Pointing records
☆ ☆ ☆

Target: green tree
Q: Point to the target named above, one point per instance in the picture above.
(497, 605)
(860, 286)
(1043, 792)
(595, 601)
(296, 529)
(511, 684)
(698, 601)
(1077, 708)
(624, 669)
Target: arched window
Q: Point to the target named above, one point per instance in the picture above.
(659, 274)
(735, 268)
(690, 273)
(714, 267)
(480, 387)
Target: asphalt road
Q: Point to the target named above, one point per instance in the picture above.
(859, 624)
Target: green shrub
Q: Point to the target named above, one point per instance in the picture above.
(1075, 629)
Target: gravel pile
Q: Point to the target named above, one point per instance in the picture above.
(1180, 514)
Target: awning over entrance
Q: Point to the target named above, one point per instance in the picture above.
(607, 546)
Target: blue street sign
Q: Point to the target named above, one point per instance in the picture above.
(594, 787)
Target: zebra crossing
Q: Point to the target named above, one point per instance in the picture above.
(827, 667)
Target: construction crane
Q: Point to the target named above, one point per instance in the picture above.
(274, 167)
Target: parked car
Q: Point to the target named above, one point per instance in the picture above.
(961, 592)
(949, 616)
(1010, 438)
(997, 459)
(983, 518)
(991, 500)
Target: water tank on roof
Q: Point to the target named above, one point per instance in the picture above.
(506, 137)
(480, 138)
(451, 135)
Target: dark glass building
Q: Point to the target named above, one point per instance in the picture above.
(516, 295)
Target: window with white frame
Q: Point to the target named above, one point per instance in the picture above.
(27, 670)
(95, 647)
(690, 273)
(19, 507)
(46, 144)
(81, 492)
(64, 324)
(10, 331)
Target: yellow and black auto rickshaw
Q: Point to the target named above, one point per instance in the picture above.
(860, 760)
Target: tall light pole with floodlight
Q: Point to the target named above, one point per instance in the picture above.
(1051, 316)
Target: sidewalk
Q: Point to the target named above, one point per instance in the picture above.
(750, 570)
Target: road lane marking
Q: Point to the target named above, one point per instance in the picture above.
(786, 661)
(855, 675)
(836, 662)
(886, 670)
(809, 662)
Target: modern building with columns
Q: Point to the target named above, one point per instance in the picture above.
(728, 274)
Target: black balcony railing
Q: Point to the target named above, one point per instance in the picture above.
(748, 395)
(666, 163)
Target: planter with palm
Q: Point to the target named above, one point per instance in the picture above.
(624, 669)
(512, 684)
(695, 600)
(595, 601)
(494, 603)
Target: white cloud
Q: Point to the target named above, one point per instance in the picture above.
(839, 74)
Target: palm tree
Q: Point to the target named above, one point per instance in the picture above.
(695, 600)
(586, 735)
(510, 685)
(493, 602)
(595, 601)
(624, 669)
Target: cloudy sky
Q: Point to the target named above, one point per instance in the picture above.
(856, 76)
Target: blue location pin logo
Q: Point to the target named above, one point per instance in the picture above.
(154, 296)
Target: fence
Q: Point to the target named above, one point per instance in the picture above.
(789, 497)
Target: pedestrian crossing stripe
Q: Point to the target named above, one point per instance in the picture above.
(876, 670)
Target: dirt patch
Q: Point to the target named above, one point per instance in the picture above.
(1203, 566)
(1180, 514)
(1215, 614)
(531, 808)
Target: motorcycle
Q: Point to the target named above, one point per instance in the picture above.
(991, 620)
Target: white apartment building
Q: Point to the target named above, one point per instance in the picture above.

☆ ☆ ☆

Given task: All entries must be repeated verbatim.

Exercise answer:
Target: green tree
Q: Point to the target named above, one point per instance in the picture above.
(497, 605)
(860, 286)
(1043, 792)
(595, 601)
(296, 529)
(511, 684)
(698, 601)
(1077, 708)
(624, 669)
Target: arched window
Q: Point to the target named above, one point per instance in the picture above.
(659, 274)
(735, 268)
(690, 273)
(714, 267)
(480, 387)
Target: asphalt road
Q: Point to the target named above, one point per instance in the picture above.
(859, 624)
Target: green shrub
Q: Point to the target named above, one point per instance in the picture above.
(1075, 629)
Target: gravel pile
Q: Point to the target named above, one point per instance in the picture above.
(1180, 514)
Target: awning over entrance
Q: Point to the target named above, one point per instance in the picture above.
(607, 546)
Target: blue street sign
Q: Point to the target named above, one point per instance in the picture above.
(594, 787)
Target: zebra crossing
Q: Point to the target named above, one point per instance in the picture above.
(827, 667)
Target: construction crane
Q: Point to the target named above, one point per instance in the picture above.
(274, 167)
Target: parked car
Q: Point to the target named above, one point per instance in the picture above.
(961, 592)
(949, 616)
(1010, 438)
(997, 459)
(983, 518)
(991, 500)
Target: water tank on roof
Q: Point to the target named above, one point per instance in the picture above.
(506, 137)
(480, 138)
(451, 135)
Target: dark glass building
Q: Point to the target named above, one point per instance in the picture above.
(516, 295)
Target: window with white frame
Q: Point to the target named above, one point per instance in the picture above.
(27, 670)
(95, 647)
(690, 273)
(19, 507)
(46, 144)
(81, 492)
(64, 324)
(10, 331)
Target: yellow and black auto rickshaw
Q: Point to the target named above, one point per instance in the picture above.
(860, 760)
Target: tall light pole with floodlight
Q: Point to the target named above, one point per instance in the picture above.
(1051, 316)
Target: sidewalk
Q: Point to the target named above, one point per instance in the picture above.
(750, 570)
Target: road lane marking
Q: Point to the target named above, one point per instance in the picture above.
(786, 661)
(855, 675)
(836, 662)
(886, 670)
(809, 662)
Target: modern building with columns
Q: Point to the target named above, one point per instance in the picture above.
(728, 274)
Target: black balcony railing
Q: Point to the target named above, one point per instance in the picture above.
(748, 395)
(666, 163)
Target: planter with palm
Q: Point to the target named above, one point per instance in the picture above.
(624, 669)
(512, 684)
(695, 600)
(595, 601)
(494, 603)
Target: white cloud
Q: Point to the target named above, one point per instance in the picture above.
(839, 74)
Target: palm tree
Q: Point to the target named above, one point per instance in the picture above.
(695, 600)
(586, 735)
(510, 685)
(493, 602)
(595, 601)
(624, 669)
Target: cloudy sky
Q: Point to the target named above, one point per instance in the picture above.
(856, 76)
Target: blue location pin logo
Q: Point to the target named above, one point per instance in the picture above.
(154, 296)
Target: fence
Q: Point to the target named above, one point per instance in the picture above.
(789, 497)
Target: pedestrian crossing stripe
Q: Point to the target named above, one point per instance in the picture above.
(876, 670)
Target: dirt patch
Q: Point to the target named above, one point per instance in the picture above.
(1203, 566)
(1180, 514)
(1215, 614)
(531, 808)
Target: motorcycle
Q: Point to the target named above, one point per instance in the picture above.
(991, 620)
Target: white apartment building
Q: Point to the target named above, one point per instance in the picture above.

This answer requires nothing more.